» **Task requirements**
Give the entries again, word for word.
-------------------------
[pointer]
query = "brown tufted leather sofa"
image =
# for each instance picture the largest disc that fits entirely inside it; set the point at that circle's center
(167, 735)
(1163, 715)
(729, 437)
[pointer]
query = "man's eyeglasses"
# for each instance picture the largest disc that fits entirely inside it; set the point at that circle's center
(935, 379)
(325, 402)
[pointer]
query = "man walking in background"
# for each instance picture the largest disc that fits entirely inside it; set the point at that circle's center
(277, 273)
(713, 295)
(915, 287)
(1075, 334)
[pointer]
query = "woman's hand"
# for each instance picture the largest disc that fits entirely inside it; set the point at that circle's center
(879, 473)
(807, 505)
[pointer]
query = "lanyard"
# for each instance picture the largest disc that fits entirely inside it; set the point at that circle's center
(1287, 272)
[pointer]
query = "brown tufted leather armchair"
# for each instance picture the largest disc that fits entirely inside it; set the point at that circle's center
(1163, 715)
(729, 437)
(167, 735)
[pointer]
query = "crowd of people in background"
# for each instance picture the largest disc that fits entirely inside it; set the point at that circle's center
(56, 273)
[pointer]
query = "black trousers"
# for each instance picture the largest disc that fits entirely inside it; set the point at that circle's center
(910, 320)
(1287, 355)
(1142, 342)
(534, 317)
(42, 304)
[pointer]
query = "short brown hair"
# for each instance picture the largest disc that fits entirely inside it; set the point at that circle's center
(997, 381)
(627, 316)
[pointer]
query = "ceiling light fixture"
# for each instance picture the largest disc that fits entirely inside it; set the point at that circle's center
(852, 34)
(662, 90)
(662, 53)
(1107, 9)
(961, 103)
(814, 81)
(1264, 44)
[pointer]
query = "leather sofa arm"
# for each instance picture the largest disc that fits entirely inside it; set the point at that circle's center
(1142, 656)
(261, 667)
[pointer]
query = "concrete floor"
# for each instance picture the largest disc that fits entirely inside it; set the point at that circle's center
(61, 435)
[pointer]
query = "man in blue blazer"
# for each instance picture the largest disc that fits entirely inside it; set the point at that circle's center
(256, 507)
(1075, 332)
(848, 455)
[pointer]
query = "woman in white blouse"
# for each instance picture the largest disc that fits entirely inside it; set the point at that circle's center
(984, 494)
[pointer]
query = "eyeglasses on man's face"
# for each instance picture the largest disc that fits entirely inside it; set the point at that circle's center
-------------------------
» **Solution below**
[pointer]
query = "brown tufted leather sofa"
image =
# for each instance picture the largest disc that fits entirely inside it; set the point at that circle's center
(167, 735)
(1163, 715)
(729, 437)
[pointer]
query = "man's eyeglasses"
# for each instance picture the largest disc that fits entirely inside it; set the point at that circle's center
(935, 379)
(325, 402)
[pointer]
query = "man walking in background"
# for each instance picture the largest disc that fits entirely inside it; set the point at that circle's center
(277, 273)
(713, 295)
(915, 287)
(1075, 334)
[pointer]
query = "woman's hand"
# for each instance picture the largest disc that fits entirely inside it; set the point at that circle's center
(879, 473)
(807, 505)
[pointer]
query = "lanyard"
# for each instance picture the largest disc that fits entirely inside it; set the point at that circle's center
(1287, 272)
[pointer]
query = "brown tufted leather armchair"
# for each instance picture the largest disc that fits entirely inside it; set the point at that circle's center
(1163, 715)
(729, 437)
(167, 735)
[pointer]
query = "crowd of people in background"
# for each instance picture the largest disc that fits entirely inside it; set the point at that circle's center
(56, 273)
[pointer]
query = "black trousers"
# for each instance picture the largest disc that fits entirely inside it; set the point at that circle's center
(910, 320)
(1287, 355)
(1142, 342)
(534, 317)
(42, 304)
[pointer]
query = "short brown hair"
# for each instance picture the largest disc that fits entirely inside it; set the point at that circle's center
(997, 381)
(627, 316)
[pointer]
query = "ceiling light fixture"
# for each instance picture the largest disc that fits entirely inside it; set the point at that circle's center
(852, 34)
(662, 90)
(662, 53)
(1107, 9)
(961, 103)
(814, 81)
(1264, 44)
[pointer]
query = "leather sofa arm"
# for each instance picture the largest disc that fits entirely inside it; set the point at that circle's center
(1142, 656)
(261, 667)
[pointer]
query = "concrete floor"
# for each instance picture the largest disc that fits entirely inside it; set the point at that circle's center
(61, 435)
[pointer]
query = "man in blue blazer"
# for each instance picture the largest disc that fits entirely inside it; set the point at that circle's center
(256, 507)
(1075, 332)
(848, 455)
[pointer]
query = "woman in white blouse"
# for each instance picture the largest disc that fits entirely inside it; set the point at that circle's center
(984, 494)
[pointer]
query = "eyeglasses on man's face"
# for each instance picture the largest disc that fits entirely inside it; set the point at that circle's center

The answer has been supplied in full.